TASK DIRECTIONS: Repeat all of the records verbatim.

GIVEN ENTRIES:
— START —

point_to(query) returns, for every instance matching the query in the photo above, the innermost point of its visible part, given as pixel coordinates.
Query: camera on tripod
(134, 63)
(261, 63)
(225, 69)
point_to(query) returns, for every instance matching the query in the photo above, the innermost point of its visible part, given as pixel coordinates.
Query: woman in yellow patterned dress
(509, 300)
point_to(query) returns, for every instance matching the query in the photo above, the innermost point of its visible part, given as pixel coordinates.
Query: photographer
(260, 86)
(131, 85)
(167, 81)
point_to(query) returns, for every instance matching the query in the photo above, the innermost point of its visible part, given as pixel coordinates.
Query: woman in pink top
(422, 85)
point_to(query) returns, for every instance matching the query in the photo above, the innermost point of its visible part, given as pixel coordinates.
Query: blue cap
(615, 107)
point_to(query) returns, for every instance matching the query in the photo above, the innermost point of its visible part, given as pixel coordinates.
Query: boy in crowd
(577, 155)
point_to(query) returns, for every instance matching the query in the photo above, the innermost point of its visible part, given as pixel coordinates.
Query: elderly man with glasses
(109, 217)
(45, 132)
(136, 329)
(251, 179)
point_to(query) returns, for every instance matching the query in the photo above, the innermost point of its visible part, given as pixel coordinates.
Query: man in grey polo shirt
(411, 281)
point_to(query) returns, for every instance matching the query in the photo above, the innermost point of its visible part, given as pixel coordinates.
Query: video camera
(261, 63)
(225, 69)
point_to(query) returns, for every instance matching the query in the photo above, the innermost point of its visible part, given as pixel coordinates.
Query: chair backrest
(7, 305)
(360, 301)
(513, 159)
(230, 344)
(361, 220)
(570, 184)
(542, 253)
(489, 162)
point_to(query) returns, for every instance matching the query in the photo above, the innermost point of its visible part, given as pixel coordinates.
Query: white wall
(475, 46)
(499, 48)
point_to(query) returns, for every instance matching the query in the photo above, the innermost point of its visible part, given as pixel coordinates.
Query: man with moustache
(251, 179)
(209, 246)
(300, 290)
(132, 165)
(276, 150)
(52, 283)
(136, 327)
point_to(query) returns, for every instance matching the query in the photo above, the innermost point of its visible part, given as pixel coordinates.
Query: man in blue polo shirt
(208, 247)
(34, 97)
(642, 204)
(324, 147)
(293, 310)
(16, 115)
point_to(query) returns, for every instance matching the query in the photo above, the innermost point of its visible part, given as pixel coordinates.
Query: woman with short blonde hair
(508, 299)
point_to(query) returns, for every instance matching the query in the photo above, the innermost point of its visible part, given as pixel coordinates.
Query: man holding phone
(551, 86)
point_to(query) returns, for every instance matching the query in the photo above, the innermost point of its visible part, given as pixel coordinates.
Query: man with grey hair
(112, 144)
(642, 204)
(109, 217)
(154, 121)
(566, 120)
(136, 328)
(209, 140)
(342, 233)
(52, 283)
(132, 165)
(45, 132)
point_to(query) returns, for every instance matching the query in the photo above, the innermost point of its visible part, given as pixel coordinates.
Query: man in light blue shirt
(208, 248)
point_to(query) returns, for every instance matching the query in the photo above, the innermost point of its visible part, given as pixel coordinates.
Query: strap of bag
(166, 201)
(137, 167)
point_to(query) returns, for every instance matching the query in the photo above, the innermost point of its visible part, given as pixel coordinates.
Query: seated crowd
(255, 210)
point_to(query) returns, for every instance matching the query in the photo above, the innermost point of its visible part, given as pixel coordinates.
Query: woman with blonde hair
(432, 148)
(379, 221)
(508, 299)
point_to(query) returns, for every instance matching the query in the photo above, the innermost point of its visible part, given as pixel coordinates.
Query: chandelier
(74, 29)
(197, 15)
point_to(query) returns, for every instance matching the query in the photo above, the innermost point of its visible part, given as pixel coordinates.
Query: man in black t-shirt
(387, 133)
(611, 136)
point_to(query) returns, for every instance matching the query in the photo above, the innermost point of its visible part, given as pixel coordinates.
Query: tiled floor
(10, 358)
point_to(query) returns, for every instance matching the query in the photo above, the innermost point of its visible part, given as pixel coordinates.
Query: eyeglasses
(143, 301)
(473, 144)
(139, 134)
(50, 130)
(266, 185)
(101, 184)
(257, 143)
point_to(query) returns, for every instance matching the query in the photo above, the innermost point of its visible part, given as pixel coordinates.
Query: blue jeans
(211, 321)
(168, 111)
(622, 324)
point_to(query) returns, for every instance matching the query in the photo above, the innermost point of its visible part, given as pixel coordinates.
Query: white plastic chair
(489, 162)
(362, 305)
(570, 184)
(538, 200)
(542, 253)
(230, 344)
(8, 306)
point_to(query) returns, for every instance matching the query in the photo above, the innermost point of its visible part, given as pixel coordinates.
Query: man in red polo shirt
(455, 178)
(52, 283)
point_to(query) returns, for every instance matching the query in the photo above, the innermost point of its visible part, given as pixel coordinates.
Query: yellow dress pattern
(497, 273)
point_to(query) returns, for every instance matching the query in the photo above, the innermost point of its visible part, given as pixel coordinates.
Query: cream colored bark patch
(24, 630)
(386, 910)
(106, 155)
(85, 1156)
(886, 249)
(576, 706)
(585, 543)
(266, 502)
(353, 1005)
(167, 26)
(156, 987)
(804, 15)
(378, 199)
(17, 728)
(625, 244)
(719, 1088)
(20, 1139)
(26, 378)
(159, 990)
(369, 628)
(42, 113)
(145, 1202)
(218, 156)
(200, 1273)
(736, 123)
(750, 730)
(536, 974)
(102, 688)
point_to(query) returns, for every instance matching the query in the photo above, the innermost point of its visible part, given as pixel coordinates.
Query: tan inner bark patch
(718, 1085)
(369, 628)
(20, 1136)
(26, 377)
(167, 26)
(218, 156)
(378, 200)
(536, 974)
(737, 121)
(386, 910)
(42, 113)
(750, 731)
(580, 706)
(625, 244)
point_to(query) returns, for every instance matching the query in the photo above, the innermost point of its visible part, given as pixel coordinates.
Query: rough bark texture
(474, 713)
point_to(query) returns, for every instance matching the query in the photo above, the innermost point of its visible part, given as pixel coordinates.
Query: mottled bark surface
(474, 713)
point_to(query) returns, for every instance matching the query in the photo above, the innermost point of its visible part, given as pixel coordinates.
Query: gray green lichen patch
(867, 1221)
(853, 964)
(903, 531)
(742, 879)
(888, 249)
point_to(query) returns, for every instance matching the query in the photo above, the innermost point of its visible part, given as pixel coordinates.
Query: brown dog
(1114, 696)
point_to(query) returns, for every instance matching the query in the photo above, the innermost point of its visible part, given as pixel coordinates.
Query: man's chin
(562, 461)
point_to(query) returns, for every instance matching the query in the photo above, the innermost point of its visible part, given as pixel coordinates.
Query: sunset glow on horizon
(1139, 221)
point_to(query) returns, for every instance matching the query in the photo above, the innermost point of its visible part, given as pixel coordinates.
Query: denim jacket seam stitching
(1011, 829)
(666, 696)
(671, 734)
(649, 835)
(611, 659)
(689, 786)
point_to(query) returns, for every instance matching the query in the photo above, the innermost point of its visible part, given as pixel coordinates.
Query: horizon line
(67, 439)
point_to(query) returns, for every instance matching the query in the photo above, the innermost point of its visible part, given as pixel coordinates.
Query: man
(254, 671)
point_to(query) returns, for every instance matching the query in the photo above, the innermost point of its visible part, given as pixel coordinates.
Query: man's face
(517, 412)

— END —

FULL SOLUTION:
point_to(query) returns, for every instance matching the query in the photo above, the innermost point of its visible part, given as pixel coordinates.
Query: camera on tripod
(134, 63)
(261, 63)
(225, 69)
point_to(query) returns, for every instance matching the query in the photo above, the innermost point of its visible part, given as pixel coordinates.
Query: woman in yellow patterned dress
(509, 300)
point_to(query) returns, for every instance matching the query in the photo above, the innermost point of its visible part, given as pixel coordinates.
Query: photographer
(260, 86)
(131, 85)
(167, 81)
point_to(query) returns, for every instance matching the query in the photo above, the innermost point of its visible part, given as pixel coordinates.
Query: woman in pink top
(422, 85)
point_to(query) returns, for every instance matching the query in the photo above, the innermost point of its visible part, given as pixel coordinates.
Query: blue cap
(615, 107)
point_to(query) returns, for every instance matching the query in the photo above, the innermost point of its visible part, given as pixel coordinates.
Query: boy in crowd
(577, 155)
point_to(query) returns, for every instance matching the query in the photo above, the innermost point of its visible part, given as pixel coordinates.
Query: elderly man with glasses
(109, 217)
(45, 132)
(136, 329)
(251, 179)
point_to(query) returns, for every instance matching the query in the photo above, the innermost point of its visible part, given as pixel coordinates.
Query: man in grey polo shirt
(411, 281)
point_to(query) returns, for every instance matching the query in the photo above, the innermost point of its visible part, given as pixel coordinates.
Query: video camera
(261, 63)
(225, 69)
point_to(query) returns, for every instance matching the query in the photo above, the innermost point of its visible part, given as pixel coordinates.
Query: chair backrest
(7, 305)
(360, 301)
(513, 159)
(230, 344)
(361, 220)
(570, 184)
(542, 253)
(489, 162)
point_to(query) returns, for every instance matching the query in the photo above, the innermost point of its visible part, given as pixel coordinates.
Query: white wall
(475, 46)
(499, 48)
point_to(query) returns, for every instance matching the query in the photo above, the innermost point of its visible part, given as pixel coordinates.
Query: man with moustache
(251, 179)
(209, 246)
(300, 290)
(132, 165)
(276, 150)
(52, 283)
(136, 327)
point_to(query) returns, for every instance matching the query in the photo above, the innermost point of its visible part, given as pixel coordinates.
Query: man in blue polo shirt
(208, 247)
(34, 97)
(642, 204)
(324, 147)
(293, 310)
(16, 115)
point_to(query) returns, for every instance matching the query in the photo above, the innermost point of its visible part, given as pixel coordinates.
Query: woman with short blonde hair
(508, 299)
point_to(query) returns, for every instance matching the query in the photo above, the innermost point of its visible part, given as pixel coordinates.
Query: man holding phone
(551, 86)
point_to(query) returns, for every instance matching the query in the photo above, the innermost point of its visible part, given as pixel coordinates.
Query: man with grey hair
(112, 144)
(642, 204)
(109, 217)
(154, 121)
(566, 120)
(136, 328)
(209, 140)
(342, 233)
(52, 283)
(132, 165)
(45, 132)
point_to(query) returns, for every instance matching the query in the photo above, the innermost point of its visible part, given as pixel coordinates.
Query: man in light blue shirt
(208, 248)
point_to(query) returns, for every instance matching the query in the photo above, the innermost point of its visible part, given as pixel coordinates.
Query: strap of bag
(166, 201)
(137, 167)
point_to(query) returns, for every instance matching the query in the photo above, the innermost point of its visible part, given as pixel coordinates.
Query: seated crowd
(255, 210)
point_to(query) returns, for every instance matching the query in the photo above, the innermost point of its visible part, given as pixel coordinates.
Query: woman with blonde hair
(432, 148)
(379, 221)
(508, 299)
point_to(query) returns, for every instance matching the query in the photo above, the innermost point of its visible part, given as pixel coordinates.
Query: chandelier
(74, 29)
(197, 15)
point_to(query) returns, for every instance matching the query in the photo above, the innermost point of its visible part, given as pixel coordinates.
Query: man in black t-shirt
(387, 133)
(611, 136)
point_to(query) returns, for every instance matching the query in the photo above, the innermost point of its visible part, given as pixel coordinates.
Query: tiled floor
(10, 358)
point_to(query) returns, for every instance matching the query in the photo above, the innermost point of its visible part, given as pixel coordinates.
Query: eyeglasses
(143, 301)
(473, 144)
(139, 134)
(50, 130)
(266, 185)
(101, 184)
(257, 143)
point_to(query) returns, for every instance matching the query in the photo above, the innermost point of its visible part, given as pixel coordinates.
Query: blue jeans
(211, 321)
(168, 111)
(622, 324)
point_to(query) returns, for every instance matching the query in the photo above, the innermost point of its visible part, given as pixel coordinates.
Query: white plastic chair
(489, 162)
(362, 305)
(570, 184)
(538, 200)
(542, 253)
(230, 344)
(8, 306)
point_to(query) returns, for every instance matching the query in the photo above, the innermost point of its visible part, given as pixel coordinates.
Query: man in red polo shirt
(455, 178)
(52, 283)
point_to(query) returns, for every instance matching the query in the photo above, the innermost point of its visible part, given as pixel coordinates.
Query: yellow dress pattern
(497, 273)
point_to(query) returns, for every instance matching the query in the photo above, the innermost point of its visible part, given as pixel coordinates.
Query: cream colored bark patch
(24, 630)
(386, 910)
(106, 155)
(85, 1156)
(886, 249)
(576, 706)
(585, 543)
(266, 502)
(353, 1005)
(167, 26)
(156, 987)
(804, 15)
(378, 199)
(17, 728)
(625, 244)
(719, 1088)
(20, 1139)
(26, 378)
(159, 990)
(369, 628)
(42, 113)
(145, 1202)
(218, 156)
(200, 1273)
(736, 123)
(750, 730)
(536, 974)
(102, 688)
point_to(query) returns, for every instance matching the query in the photo above, the innermost point of its visible part, given as pixel coordinates.
Query: tan inner bark patch
(718, 1085)
(369, 628)
(20, 1136)
(26, 377)
(167, 26)
(218, 156)
(378, 200)
(536, 974)
(737, 121)
(386, 910)
(42, 113)
(750, 731)
(580, 706)
(625, 244)
point_to(query) returns, for every instance matching the query in the photo above, the innermost point of its visible part, given as pixel coordinates.
Query: rough bark texture
(474, 713)
point_to(query) returns, for every instance matching the query in the photo above, the innermost point of its visible part, given as pixel coordinates.
Query: mottled bark surface
(474, 713)
point_to(query) returns, for every instance matching the query in the photo above, the innermost point of its visible part, given as pixel coordinates.
Query: gray green lichen patch
(867, 1221)
(853, 964)
(903, 531)
(742, 879)
(888, 249)
point_to(query) returns, for every instance matching the query in the photo above, the innermost point of its visible part, given as pixel coordinates.
Query: brown dog
(1114, 696)
point_to(query) returns, for every instance matching the query in the photo above, the innermost point of its visible part, given as pixel coordinates.
Query: man's chin
(562, 461)
point_to(query) returns, for every instance matching the query in the photo above, the innermost point of its visible part, given as pixel coordinates.
Query: sunset glow on horizon
(1139, 221)
point_to(query) returns, for every instance matching the query in the photo above, the innermost point of its visible part, given as pixel coordinates.
Query: denim jacket seam stitching
(1011, 829)
(666, 696)
(671, 734)
(649, 835)
(611, 659)
(689, 786)
point_to(query) returns, for every instance matching the query in the photo above, the innermost point of its visible part, given as pixel coordinates.
Query: horizon line
(67, 439)
point_to(query) returns, for every instance matching the query in the photo above, the innermost point of its visible part, given as pixel coordinates.
Query: man
(254, 671)
point_to(query) returns, for every instance matching the query in the photo above, the innermost point of its visible part, given as pixel coordinates.
Query: man's face
(517, 412)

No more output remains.